■ REQUEST
Report every line in the stored records below that contains the string "headlight", copying each one in full.

■ Stored records

※ ※ ※

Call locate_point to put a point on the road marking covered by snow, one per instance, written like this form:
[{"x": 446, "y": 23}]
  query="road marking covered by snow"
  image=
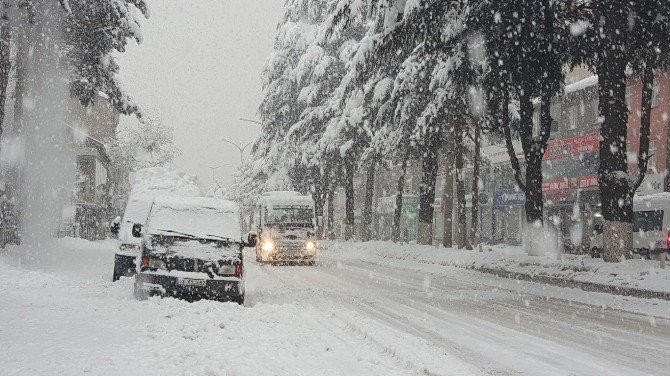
[{"x": 351, "y": 314}]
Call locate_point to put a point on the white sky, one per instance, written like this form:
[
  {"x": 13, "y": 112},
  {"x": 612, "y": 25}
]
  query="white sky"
[{"x": 198, "y": 70}]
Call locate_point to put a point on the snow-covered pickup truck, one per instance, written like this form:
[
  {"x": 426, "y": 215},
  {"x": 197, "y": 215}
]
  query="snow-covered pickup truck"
[
  {"x": 285, "y": 226},
  {"x": 149, "y": 183},
  {"x": 191, "y": 249}
]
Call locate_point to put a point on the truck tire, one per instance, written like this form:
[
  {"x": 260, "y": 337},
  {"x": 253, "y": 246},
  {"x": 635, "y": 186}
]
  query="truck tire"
[
  {"x": 238, "y": 299},
  {"x": 596, "y": 252}
]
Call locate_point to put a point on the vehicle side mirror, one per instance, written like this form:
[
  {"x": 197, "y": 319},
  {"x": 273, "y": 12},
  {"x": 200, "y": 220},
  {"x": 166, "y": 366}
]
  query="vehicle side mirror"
[
  {"x": 252, "y": 239},
  {"x": 137, "y": 230},
  {"x": 598, "y": 228},
  {"x": 115, "y": 227}
]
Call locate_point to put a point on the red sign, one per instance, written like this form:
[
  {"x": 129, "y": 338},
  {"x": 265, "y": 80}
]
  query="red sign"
[
  {"x": 587, "y": 182},
  {"x": 573, "y": 146},
  {"x": 555, "y": 185}
]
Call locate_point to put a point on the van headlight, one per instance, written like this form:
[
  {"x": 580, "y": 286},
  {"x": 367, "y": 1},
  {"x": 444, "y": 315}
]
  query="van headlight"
[
  {"x": 155, "y": 264},
  {"x": 268, "y": 246},
  {"x": 226, "y": 270}
]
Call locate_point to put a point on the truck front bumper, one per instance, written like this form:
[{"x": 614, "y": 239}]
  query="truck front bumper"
[{"x": 148, "y": 284}]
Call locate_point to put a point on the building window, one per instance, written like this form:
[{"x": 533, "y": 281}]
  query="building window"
[
  {"x": 655, "y": 88},
  {"x": 408, "y": 186},
  {"x": 651, "y": 163},
  {"x": 572, "y": 117},
  {"x": 536, "y": 123}
]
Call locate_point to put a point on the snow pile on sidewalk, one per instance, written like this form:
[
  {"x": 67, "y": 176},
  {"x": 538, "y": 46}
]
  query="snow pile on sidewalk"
[{"x": 637, "y": 274}]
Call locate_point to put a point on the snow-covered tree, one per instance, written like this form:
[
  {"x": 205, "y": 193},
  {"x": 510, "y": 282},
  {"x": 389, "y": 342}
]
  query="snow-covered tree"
[
  {"x": 149, "y": 144},
  {"x": 616, "y": 38}
]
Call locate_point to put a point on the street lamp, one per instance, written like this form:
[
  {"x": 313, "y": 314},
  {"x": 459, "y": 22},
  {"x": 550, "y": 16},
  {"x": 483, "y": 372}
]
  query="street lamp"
[
  {"x": 213, "y": 168},
  {"x": 240, "y": 147},
  {"x": 251, "y": 121}
]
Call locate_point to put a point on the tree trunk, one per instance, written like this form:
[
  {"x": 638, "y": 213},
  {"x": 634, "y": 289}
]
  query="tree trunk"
[
  {"x": 617, "y": 205},
  {"x": 21, "y": 72},
  {"x": 397, "y": 213},
  {"x": 367, "y": 207},
  {"x": 330, "y": 221},
  {"x": 5, "y": 64},
  {"x": 319, "y": 197},
  {"x": 645, "y": 126},
  {"x": 533, "y": 171},
  {"x": 474, "y": 226},
  {"x": 427, "y": 190},
  {"x": 349, "y": 204},
  {"x": 331, "y": 216},
  {"x": 461, "y": 216},
  {"x": 448, "y": 201}
]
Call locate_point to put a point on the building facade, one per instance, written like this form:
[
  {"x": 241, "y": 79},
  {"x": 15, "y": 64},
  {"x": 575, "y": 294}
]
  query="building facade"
[{"x": 570, "y": 168}]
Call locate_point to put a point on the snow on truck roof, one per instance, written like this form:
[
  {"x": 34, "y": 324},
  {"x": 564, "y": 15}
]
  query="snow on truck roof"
[
  {"x": 285, "y": 198},
  {"x": 149, "y": 183},
  {"x": 197, "y": 202},
  {"x": 203, "y": 217}
]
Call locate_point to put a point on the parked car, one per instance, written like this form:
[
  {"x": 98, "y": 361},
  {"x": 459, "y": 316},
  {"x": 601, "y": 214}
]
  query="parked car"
[
  {"x": 149, "y": 183},
  {"x": 286, "y": 227},
  {"x": 125, "y": 258},
  {"x": 651, "y": 227},
  {"x": 192, "y": 249}
]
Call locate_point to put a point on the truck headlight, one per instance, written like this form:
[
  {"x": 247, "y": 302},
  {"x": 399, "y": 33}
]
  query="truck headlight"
[
  {"x": 268, "y": 246},
  {"x": 227, "y": 270},
  {"x": 156, "y": 264}
]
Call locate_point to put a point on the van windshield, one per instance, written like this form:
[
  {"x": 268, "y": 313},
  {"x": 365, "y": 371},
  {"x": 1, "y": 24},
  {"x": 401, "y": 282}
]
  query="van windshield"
[
  {"x": 646, "y": 221},
  {"x": 290, "y": 214}
]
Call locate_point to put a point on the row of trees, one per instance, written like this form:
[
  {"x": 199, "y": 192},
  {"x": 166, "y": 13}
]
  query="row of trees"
[
  {"x": 92, "y": 31},
  {"x": 358, "y": 85},
  {"x": 49, "y": 50}
]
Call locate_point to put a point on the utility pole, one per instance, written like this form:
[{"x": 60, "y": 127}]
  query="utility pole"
[{"x": 239, "y": 147}]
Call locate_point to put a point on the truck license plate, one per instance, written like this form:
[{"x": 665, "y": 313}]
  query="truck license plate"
[{"x": 193, "y": 282}]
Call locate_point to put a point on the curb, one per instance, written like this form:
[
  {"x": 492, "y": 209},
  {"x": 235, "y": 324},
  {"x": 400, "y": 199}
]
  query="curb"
[{"x": 586, "y": 286}]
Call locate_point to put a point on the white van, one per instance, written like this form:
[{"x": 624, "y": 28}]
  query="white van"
[
  {"x": 286, "y": 227},
  {"x": 651, "y": 226}
]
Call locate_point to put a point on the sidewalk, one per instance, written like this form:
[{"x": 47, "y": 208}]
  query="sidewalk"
[{"x": 639, "y": 278}]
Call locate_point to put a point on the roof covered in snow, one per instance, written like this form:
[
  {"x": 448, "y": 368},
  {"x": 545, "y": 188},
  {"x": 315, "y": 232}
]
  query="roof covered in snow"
[
  {"x": 149, "y": 183},
  {"x": 285, "y": 198},
  {"x": 200, "y": 217}
]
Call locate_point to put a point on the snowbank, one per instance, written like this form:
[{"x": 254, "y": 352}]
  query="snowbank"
[{"x": 635, "y": 274}]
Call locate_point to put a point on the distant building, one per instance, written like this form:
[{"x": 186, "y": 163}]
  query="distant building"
[
  {"x": 101, "y": 189},
  {"x": 570, "y": 168}
]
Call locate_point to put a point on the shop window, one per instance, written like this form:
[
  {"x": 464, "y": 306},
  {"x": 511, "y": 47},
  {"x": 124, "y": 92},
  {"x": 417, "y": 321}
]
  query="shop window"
[
  {"x": 572, "y": 117},
  {"x": 655, "y": 88},
  {"x": 408, "y": 187},
  {"x": 652, "y": 154}
]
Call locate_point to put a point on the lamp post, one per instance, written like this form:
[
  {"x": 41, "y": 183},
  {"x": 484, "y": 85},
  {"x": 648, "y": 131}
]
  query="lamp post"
[
  {"x": 240, "y": 147},
  {"x": 213, "y": 168},
  {"x": 252, "y": 121}
]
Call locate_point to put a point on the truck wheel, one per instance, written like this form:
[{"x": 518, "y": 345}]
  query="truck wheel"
[
  {"x": 238, "y": 299},
  {"x": 595, "y": 252},
  {"x": 139, "y": 293}
]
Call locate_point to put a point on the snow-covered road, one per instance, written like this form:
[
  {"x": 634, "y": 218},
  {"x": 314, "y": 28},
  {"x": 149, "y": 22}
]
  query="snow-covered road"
[{"x": 348, "y": 315}]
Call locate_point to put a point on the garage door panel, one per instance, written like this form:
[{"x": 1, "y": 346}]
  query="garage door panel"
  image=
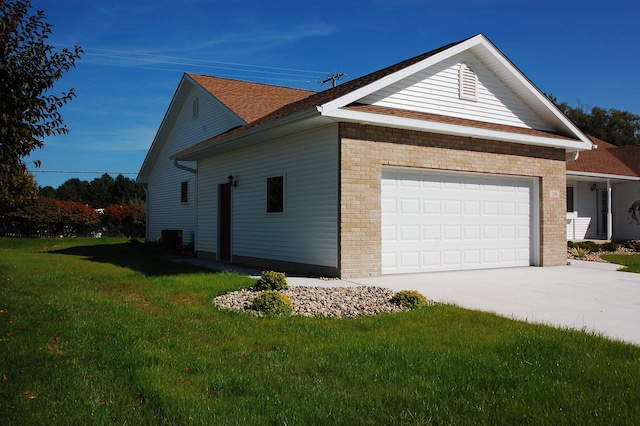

※ ※ ※

■ WRITTEN ANSWER
Call locate_point to put a point on the van headlight, one per instance, written like this form:
  query="van headlight"
Call locate_point to put a point on the truck headlight, one per instance, written like this form:
  query="truck headlight"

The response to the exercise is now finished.